▶ [TEXTE FOURNI]:
════════

La Région Occitanie fait intervenir une “coach en hypnose et constellations familiales” pour ses agents

Elian Barascud Publié le 30 mai 2024 à 17:59 (mis à jour le 30 mai 2024 à 18:04)
L'hôtel de Région Occitanie. (image d'illustration libre de droits/ Fabrice Bon, 2019)

Fin 2023, les agents de la Direction de Économie Locale, du Tourisme, de l’Agriculture et de l’Alimentation (DELTAA) de la Région Occitanie, qui s’estimaient en souffrance au travail, ont eu droit à l’intervention d’une Coach et thérapeute en « hypnose spirituelle et Ericksonienne et constellations familiales », des pratiques surveillées de près par la Mission Interministérielle de vigilance et de lutte contre les dérives sectaires (Miviludes)

Dans un courrier d’octobre 2023 adressé aux agents de la Direction de l’Économie locale, du tourisme, de l’agriculture et de l’alimentation (DELTAA), la direction de ce service les informe de l’intervention d’une « coach » via des « entretiens exploratoires », pour « faire le point sur le fonctionnement de la DELTAA ».

════════

▶ [Entrées enregistrées]:
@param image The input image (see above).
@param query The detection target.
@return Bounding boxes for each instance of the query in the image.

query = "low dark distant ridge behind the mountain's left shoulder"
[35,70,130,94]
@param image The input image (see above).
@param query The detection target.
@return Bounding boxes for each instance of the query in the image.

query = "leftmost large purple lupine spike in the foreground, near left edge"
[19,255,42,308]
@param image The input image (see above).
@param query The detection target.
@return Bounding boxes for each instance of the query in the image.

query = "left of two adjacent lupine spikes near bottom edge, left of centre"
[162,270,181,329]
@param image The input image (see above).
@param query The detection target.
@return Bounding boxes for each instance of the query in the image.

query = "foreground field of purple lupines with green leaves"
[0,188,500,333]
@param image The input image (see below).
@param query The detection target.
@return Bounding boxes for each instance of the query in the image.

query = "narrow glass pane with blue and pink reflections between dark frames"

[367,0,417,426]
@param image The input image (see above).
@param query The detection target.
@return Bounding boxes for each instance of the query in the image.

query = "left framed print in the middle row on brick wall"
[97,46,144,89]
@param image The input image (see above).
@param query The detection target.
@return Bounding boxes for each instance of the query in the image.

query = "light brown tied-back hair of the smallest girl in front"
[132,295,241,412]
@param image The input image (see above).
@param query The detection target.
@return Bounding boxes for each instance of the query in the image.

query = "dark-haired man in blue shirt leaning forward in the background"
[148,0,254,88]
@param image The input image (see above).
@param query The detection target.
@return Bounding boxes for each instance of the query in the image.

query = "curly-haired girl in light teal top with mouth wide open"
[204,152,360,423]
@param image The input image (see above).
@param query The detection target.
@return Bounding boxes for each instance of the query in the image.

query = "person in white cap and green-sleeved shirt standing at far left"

════════

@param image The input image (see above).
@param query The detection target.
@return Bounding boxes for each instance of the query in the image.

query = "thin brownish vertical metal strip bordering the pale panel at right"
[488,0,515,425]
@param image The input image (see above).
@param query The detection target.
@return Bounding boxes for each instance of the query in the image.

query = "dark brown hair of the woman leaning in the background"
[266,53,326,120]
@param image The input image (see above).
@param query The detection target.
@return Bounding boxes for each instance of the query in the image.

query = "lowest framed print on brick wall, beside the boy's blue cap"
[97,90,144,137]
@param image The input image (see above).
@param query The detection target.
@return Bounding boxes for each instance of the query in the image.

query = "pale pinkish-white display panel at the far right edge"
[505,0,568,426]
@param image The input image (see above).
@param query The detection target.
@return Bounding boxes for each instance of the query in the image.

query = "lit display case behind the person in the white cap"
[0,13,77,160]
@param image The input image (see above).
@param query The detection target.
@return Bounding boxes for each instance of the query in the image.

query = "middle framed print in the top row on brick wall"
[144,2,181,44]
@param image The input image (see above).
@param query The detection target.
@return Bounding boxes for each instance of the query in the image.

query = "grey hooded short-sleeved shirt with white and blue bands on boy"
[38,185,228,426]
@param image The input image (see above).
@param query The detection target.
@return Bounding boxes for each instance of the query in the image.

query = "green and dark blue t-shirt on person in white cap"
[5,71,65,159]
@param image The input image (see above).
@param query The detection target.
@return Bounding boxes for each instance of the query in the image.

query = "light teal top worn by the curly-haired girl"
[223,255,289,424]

════════

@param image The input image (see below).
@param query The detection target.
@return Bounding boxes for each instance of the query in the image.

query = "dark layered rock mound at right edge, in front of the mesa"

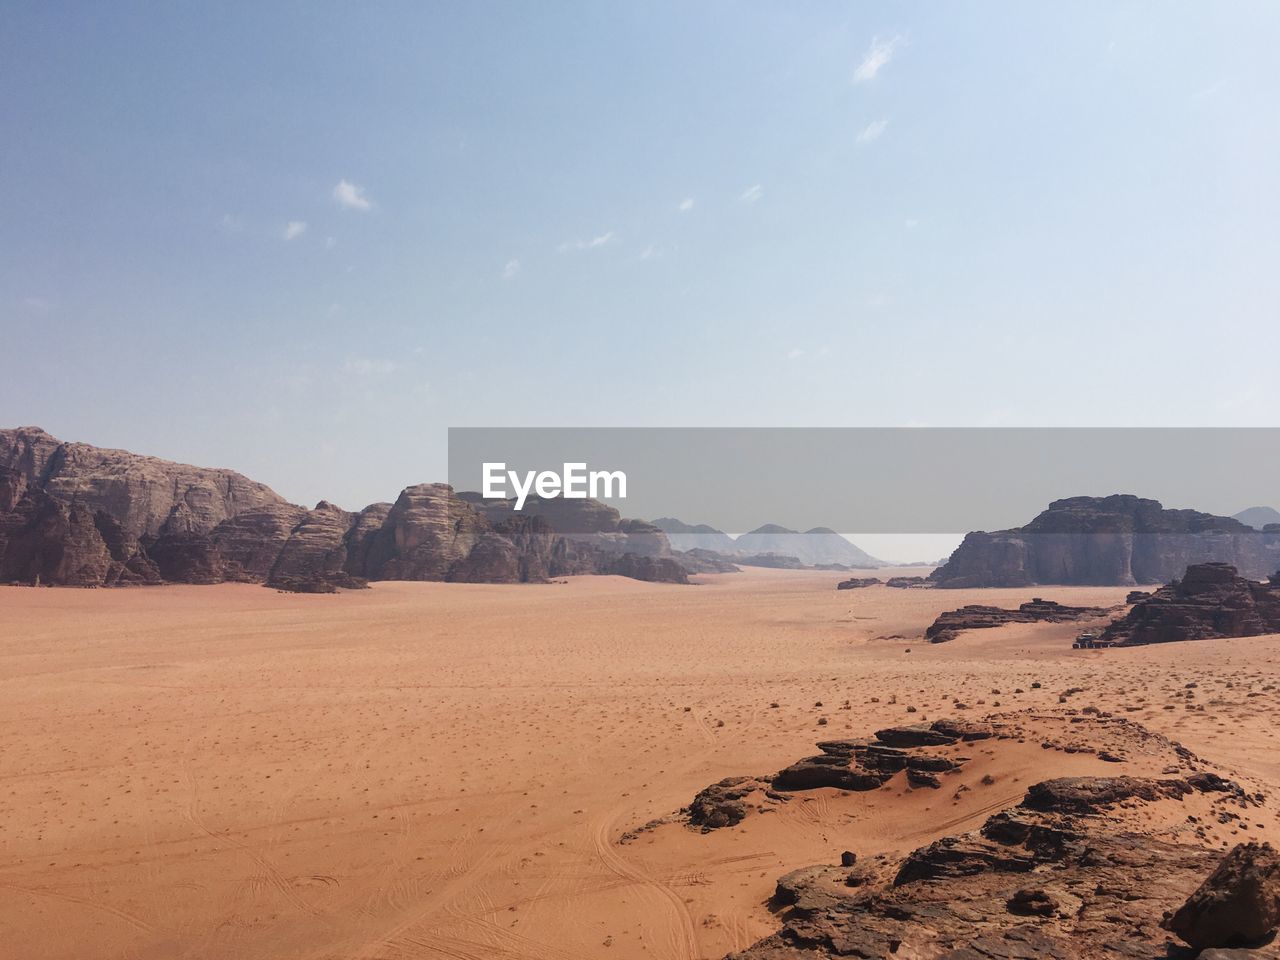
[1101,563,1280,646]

════════

▶ [LISTE DES TÂCHES]:
**1)** Dans l'article sur la coach en hypnose, recopiez le passage qui va de « La Région Occitanie fait » jusqu'à « Fabrice Bon, 2019) » inclus, en substituant « salariés » à « agents ».
**2)** Répondez aux questions suivantes d'après l'article sur la coach en hypnose.
(a) Qui signe l'article ?
(b) Quel organisme surveille de près les pratiques de la coach ?
(c) De quel mois et de quelle année date le courrier adressé aux agents de la DELTAA ?
Les entrées n'ont aucun lien avec l'article sur la coach en hypnose.

▶ [RÉPONSES AUX TÂCHES]:
**1)**
La Région Occitanie fait intervenir une “coach en hypnose et constellations familiales” pour ses salariés

Elian Barascud Publié le 30 mai 2024 à 17:59 (mis à jour le 30 mai 2024 à 18:04)
L'hôtel de Région Occitanie. (image d'illustration libre de droits/ Fabrice Bon, 2019)

**2)**
(a) Elian Barascud.
(b) La Mission Interministérielle de vigilance et de lutte contre les dérives sectaires (Miviludes).
(c) Octobre 2023.